- YOUR OBJECTIVE
In the ownership checklist, where should backups be stored?

Ownership Checklist: what an SMB must be able to walk away with at agency separation

The practical deliverable from Research brief: Owning your stack — why agency-managed platforms cost more than they save (piece 4 of 15). At agency separation, an SMB should be able to walk away with all of the following, with no agency cooperation required:

Domain & DNS

Email

Code

  • Git repository hosted under business's own account (GitHub Org, GitLab Group) — not agency's
  • Business has owner-level access to the repo
  • README documents build/deploy steps
  • No private/proprietary agency npm or Composer dependencies without source access
  • License terms for any agency-developed code clearly assign IP to the business

Content

Infrastructure

  • Hosting account billed to the business (not the agency)
  • SSH / admin credentials transferable
  • Backup procedure runs to a location the business controls (S3 with business's keys, not agency's)

Analytics & Search

  • GA4 property under business's Google account (with agency as delegated user, not the other way around)

- SUPPLIED ENTRIES
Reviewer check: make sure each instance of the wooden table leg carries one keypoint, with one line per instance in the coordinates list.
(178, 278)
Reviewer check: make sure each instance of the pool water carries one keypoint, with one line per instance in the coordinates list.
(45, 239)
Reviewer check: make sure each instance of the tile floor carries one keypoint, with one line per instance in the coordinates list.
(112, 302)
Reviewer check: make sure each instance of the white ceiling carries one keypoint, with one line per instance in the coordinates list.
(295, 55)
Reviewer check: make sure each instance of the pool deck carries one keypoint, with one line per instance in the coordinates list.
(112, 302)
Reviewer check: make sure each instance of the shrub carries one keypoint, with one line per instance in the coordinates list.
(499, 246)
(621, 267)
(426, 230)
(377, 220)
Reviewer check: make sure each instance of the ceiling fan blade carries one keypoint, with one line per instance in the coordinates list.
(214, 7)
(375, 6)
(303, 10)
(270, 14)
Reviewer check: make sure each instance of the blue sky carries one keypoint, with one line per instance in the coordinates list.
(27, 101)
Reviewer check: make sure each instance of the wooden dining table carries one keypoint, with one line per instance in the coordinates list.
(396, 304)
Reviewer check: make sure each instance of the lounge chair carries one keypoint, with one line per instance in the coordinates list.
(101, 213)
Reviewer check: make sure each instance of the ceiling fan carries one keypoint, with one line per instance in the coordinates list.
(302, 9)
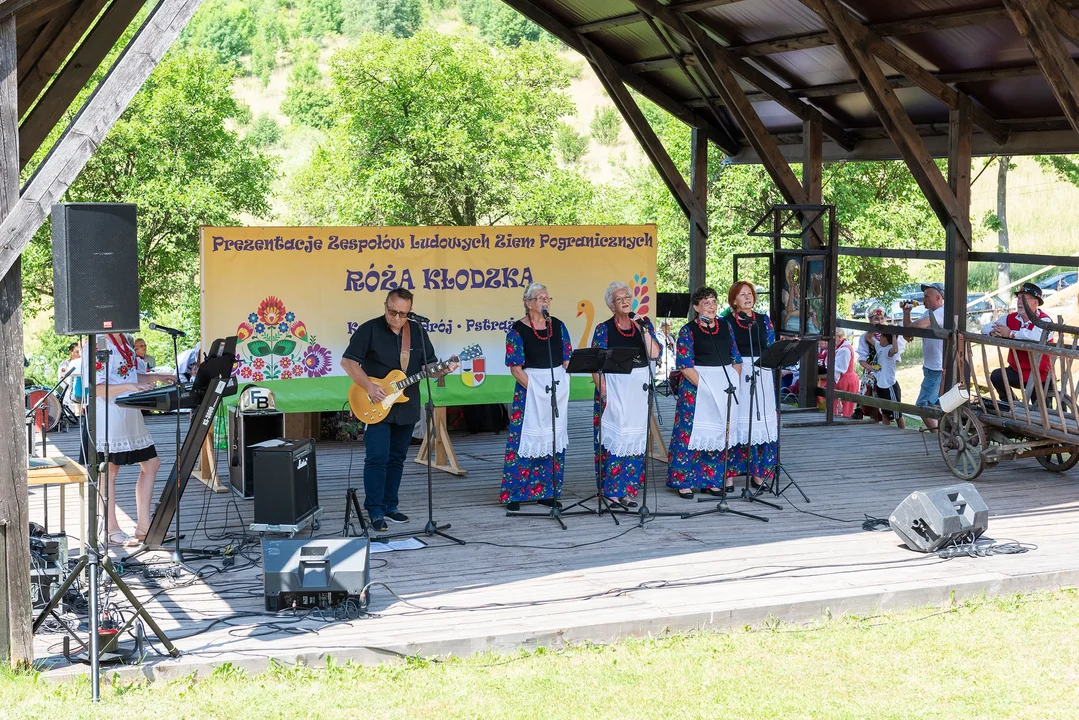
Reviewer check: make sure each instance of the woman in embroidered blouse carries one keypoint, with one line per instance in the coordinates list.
(756, 456)
(620, 402)
(708, 356)
(130, 443)
(534, 344)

- TASK RESULT
In a location the business controls, such as S3 with the business's keys rather than the agency's.